Entries on locating named things:
========

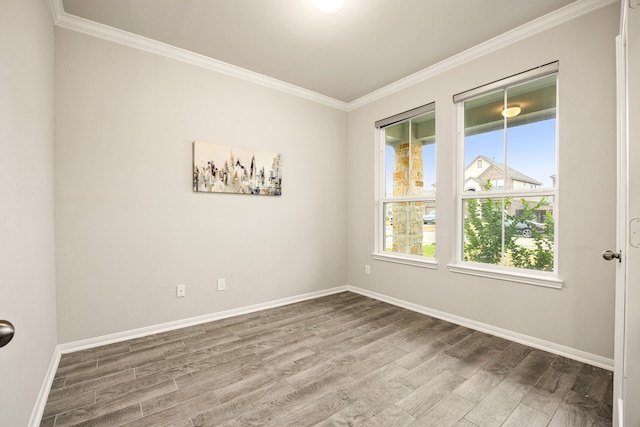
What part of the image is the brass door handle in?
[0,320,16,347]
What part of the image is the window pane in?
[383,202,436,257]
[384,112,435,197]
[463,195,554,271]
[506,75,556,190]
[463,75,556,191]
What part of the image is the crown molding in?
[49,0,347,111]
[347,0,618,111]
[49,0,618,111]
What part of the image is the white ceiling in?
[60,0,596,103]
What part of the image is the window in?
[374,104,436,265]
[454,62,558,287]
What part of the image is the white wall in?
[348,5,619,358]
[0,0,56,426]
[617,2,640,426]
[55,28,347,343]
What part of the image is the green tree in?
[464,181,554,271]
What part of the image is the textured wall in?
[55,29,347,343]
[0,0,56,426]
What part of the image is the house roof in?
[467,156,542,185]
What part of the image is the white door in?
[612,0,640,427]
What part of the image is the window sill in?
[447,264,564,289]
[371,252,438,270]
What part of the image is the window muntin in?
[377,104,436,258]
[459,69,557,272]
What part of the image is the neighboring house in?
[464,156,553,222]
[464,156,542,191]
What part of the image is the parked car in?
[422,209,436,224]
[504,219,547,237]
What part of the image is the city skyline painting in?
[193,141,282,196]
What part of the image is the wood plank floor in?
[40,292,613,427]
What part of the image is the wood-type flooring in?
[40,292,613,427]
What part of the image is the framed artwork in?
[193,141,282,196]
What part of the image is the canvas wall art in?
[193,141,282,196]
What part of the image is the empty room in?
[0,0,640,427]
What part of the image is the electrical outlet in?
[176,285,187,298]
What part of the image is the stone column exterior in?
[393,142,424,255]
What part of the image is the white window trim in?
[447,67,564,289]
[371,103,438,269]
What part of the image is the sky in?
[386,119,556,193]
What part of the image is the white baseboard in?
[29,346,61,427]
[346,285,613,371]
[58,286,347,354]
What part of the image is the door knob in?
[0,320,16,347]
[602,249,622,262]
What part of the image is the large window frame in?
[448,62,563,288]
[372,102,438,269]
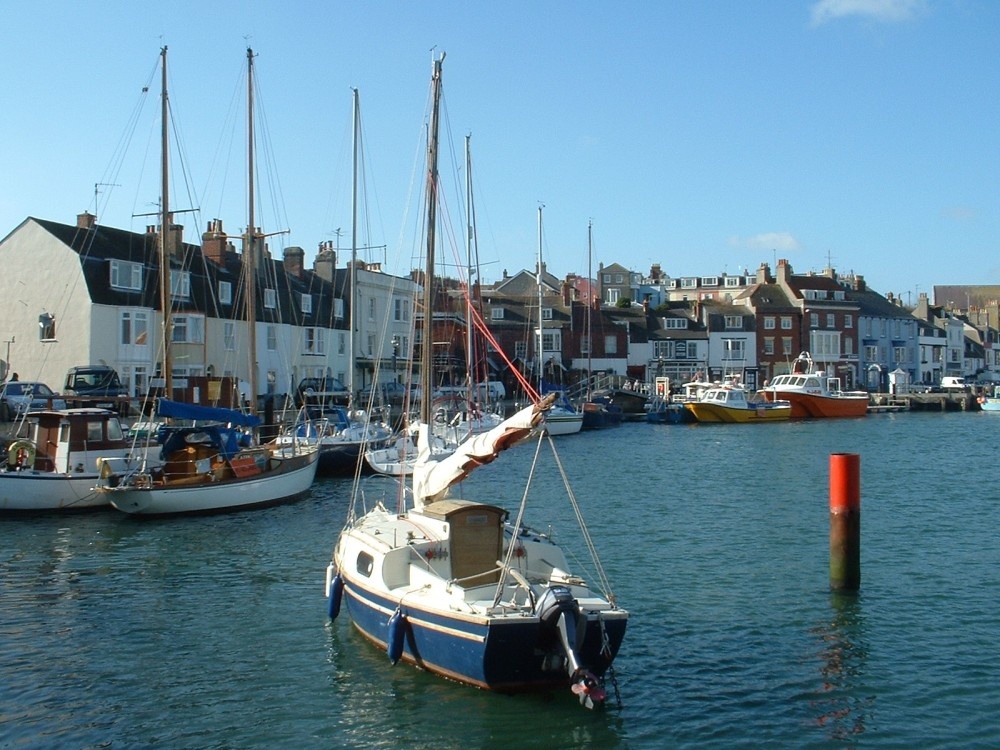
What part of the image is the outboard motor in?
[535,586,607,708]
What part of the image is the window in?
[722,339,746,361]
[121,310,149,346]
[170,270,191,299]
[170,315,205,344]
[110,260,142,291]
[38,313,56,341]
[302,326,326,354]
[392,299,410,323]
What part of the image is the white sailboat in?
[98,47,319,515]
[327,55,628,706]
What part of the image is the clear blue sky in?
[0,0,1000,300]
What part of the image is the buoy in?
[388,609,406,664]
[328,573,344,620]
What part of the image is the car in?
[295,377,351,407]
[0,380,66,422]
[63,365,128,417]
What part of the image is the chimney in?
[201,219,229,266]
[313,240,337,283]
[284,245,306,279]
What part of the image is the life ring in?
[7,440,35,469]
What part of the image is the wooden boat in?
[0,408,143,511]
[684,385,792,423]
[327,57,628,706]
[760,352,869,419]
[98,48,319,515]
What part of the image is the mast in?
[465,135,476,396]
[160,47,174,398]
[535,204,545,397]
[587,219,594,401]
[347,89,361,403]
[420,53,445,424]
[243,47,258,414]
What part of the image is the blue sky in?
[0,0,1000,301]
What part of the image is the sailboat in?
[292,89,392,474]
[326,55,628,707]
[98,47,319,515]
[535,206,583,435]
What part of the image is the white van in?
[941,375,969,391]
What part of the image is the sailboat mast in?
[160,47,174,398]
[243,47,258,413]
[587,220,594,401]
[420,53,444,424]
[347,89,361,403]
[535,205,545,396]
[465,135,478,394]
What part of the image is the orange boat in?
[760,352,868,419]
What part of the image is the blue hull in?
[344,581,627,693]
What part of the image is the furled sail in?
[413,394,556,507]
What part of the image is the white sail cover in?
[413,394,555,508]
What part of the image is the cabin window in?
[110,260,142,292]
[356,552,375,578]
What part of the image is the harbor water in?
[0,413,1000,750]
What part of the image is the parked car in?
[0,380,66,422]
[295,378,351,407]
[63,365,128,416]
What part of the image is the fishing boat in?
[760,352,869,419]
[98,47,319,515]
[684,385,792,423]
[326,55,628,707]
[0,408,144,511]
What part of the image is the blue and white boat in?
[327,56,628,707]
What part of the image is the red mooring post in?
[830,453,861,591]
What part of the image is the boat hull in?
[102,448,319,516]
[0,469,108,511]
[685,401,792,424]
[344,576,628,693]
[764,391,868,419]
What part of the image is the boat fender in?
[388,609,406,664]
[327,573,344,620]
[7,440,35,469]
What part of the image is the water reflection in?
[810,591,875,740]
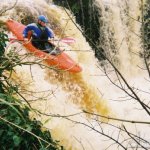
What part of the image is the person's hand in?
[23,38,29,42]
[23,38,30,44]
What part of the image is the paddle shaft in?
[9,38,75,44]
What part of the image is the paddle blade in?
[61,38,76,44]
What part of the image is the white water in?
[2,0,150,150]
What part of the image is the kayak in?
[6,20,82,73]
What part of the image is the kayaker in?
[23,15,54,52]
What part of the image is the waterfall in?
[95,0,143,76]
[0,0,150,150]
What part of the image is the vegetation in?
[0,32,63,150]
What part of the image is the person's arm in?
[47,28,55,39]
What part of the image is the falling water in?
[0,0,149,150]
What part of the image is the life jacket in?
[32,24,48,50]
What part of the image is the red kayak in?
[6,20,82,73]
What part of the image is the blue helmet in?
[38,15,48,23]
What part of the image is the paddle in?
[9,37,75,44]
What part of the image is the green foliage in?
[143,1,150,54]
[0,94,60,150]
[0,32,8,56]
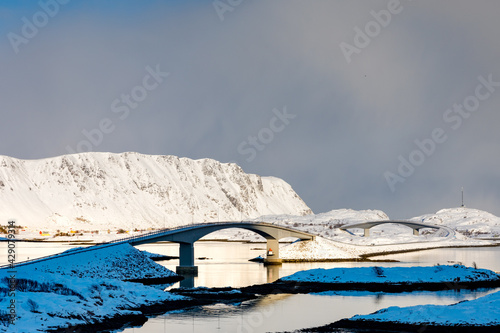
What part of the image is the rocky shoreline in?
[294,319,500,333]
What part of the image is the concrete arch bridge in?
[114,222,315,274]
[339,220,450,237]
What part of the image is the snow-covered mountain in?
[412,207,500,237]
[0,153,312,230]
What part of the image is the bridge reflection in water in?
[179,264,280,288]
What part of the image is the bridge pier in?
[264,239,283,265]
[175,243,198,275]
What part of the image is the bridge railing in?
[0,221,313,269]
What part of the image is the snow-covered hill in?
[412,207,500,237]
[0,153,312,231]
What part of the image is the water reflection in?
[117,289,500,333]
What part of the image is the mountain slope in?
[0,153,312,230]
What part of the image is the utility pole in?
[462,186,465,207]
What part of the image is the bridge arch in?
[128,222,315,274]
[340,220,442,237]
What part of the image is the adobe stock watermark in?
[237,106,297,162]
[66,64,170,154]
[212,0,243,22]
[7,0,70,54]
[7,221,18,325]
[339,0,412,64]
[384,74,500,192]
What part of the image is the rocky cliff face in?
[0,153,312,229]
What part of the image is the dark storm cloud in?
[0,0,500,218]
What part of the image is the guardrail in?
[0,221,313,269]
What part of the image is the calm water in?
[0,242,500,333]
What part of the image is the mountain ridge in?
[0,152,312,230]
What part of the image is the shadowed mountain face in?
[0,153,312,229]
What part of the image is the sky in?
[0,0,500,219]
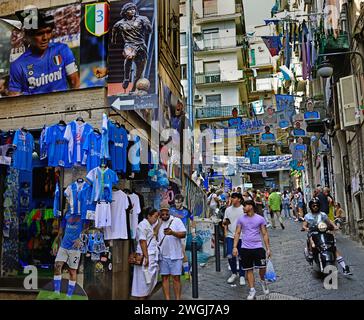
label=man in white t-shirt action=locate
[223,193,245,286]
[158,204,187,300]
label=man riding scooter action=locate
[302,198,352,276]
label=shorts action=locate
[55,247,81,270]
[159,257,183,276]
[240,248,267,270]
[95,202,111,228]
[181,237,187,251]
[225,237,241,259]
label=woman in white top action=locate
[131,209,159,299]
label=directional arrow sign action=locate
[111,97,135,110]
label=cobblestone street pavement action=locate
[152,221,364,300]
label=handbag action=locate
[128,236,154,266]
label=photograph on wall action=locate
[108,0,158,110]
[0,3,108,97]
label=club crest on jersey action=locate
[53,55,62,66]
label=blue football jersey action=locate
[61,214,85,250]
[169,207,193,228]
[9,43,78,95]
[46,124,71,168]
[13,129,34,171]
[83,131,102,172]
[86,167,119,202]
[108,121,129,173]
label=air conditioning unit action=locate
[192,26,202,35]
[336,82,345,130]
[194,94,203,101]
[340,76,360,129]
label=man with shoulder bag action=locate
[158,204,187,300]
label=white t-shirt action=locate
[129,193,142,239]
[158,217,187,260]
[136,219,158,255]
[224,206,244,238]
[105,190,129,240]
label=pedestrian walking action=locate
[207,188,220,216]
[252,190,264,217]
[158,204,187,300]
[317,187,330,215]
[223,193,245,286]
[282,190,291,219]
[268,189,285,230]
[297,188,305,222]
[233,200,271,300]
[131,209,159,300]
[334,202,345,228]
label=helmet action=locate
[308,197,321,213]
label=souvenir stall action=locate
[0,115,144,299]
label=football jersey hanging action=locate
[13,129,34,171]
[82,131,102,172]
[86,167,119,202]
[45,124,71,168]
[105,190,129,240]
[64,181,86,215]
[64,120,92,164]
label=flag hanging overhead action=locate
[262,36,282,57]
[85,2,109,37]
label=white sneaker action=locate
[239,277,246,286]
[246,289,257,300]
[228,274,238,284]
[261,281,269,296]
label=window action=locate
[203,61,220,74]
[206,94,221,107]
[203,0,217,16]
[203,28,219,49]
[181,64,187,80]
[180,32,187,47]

========

Add 3 to every box coordinate in the answers and write the result out again, covering only the listing lines between the line holding "What part of the image is the red kayak in?" and the line holding "[0,32,8,56]", inclusive, with each request line included unchanged.

What part of the image is the red kayak in?
[9,23,85,76]
What part of the image is the blue helmet in?
[41,18,51,26]
What part of the image is the paddle in?
[12,40,78,47]
What part of the image is the green foliage in?
[146,4,153,57]
[3,97,63,153]
[3,35,11,59]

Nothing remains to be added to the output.